» Problem:
Your answer should be only the lines below from the one with "Target: grassy meadow" to the one with "Target: man's leg", repeated exactly, ends included.

» Point localization data:
##############################

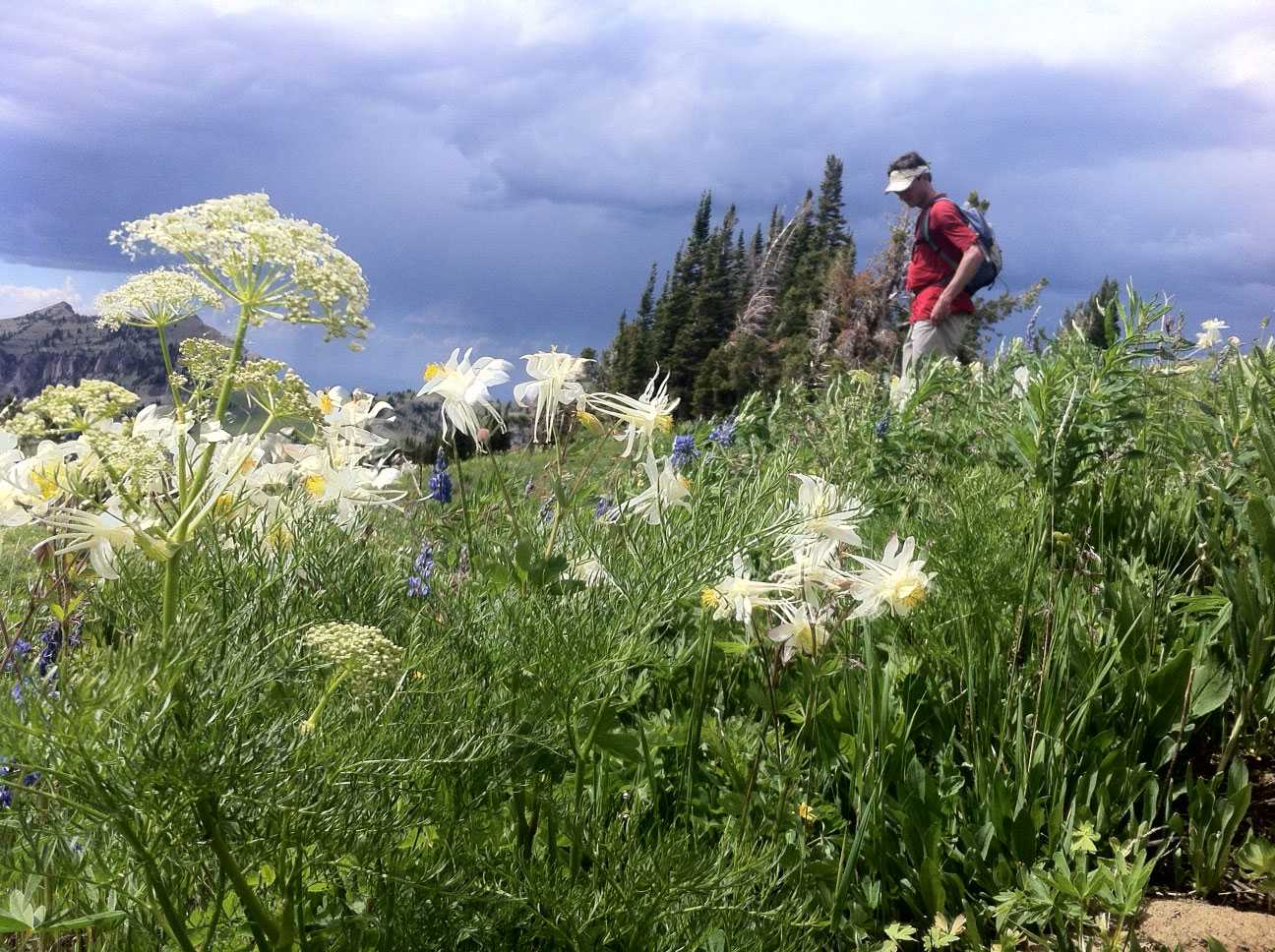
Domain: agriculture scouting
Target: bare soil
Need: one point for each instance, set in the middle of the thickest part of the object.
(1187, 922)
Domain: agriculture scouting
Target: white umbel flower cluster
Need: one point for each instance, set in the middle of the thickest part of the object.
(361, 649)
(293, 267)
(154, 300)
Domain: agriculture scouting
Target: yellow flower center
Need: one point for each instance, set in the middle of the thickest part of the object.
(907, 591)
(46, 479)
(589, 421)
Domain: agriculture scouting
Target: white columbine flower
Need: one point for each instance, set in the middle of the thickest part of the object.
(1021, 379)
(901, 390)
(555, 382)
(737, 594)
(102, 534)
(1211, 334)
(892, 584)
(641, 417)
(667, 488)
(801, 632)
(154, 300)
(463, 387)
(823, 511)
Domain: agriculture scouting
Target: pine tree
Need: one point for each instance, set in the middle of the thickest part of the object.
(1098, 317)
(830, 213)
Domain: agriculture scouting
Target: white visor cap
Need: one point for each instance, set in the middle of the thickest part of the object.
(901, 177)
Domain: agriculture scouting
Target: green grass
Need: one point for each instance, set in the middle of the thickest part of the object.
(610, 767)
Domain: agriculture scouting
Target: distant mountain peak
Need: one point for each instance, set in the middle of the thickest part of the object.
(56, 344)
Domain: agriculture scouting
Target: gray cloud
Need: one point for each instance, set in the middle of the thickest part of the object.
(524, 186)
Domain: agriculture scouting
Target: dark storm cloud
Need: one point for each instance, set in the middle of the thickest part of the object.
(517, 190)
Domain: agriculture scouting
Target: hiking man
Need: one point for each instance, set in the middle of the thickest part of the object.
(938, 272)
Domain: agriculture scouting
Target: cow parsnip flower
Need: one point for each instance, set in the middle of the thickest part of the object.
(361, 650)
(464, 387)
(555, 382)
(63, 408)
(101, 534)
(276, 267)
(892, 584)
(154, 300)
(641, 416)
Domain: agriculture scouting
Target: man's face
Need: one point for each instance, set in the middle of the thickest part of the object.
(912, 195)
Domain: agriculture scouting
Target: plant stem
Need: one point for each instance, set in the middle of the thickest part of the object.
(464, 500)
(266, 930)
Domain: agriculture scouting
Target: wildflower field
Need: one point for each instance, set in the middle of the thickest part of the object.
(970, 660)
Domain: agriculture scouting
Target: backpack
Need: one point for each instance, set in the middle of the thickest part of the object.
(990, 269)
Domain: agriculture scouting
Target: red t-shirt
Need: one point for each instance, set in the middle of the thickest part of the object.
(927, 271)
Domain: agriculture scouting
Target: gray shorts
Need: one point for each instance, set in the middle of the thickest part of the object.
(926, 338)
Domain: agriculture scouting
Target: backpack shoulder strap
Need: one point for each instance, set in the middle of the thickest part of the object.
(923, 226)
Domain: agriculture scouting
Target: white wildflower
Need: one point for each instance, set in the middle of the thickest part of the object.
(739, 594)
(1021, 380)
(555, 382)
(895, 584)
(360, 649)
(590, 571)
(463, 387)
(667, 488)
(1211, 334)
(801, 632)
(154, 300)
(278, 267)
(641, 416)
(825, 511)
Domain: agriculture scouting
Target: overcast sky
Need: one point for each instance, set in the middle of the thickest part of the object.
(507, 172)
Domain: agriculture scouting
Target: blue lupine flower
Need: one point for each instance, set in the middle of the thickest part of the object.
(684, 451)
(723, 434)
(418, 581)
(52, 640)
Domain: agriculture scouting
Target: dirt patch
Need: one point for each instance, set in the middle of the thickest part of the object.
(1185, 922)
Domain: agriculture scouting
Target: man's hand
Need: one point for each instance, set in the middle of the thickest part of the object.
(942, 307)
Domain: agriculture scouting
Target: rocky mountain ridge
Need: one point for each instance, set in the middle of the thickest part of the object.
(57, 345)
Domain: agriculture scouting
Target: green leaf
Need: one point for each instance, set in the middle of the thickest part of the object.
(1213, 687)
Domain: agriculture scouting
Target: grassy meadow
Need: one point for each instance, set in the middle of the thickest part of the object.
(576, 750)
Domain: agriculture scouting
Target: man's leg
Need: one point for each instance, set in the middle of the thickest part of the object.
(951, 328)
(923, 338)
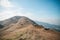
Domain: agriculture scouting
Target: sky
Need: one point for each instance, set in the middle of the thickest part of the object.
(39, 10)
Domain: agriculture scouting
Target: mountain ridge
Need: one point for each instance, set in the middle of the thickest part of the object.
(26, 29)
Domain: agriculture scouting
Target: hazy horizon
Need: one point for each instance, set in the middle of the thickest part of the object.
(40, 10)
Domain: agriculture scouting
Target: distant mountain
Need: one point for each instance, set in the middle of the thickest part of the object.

##############################

» Task answer:
Target: grassy meadow
Need: one point for each instance, set in the middle of the thickest part of the object.
(576, 750)
Domain: agriculture scouting
Target: man's leg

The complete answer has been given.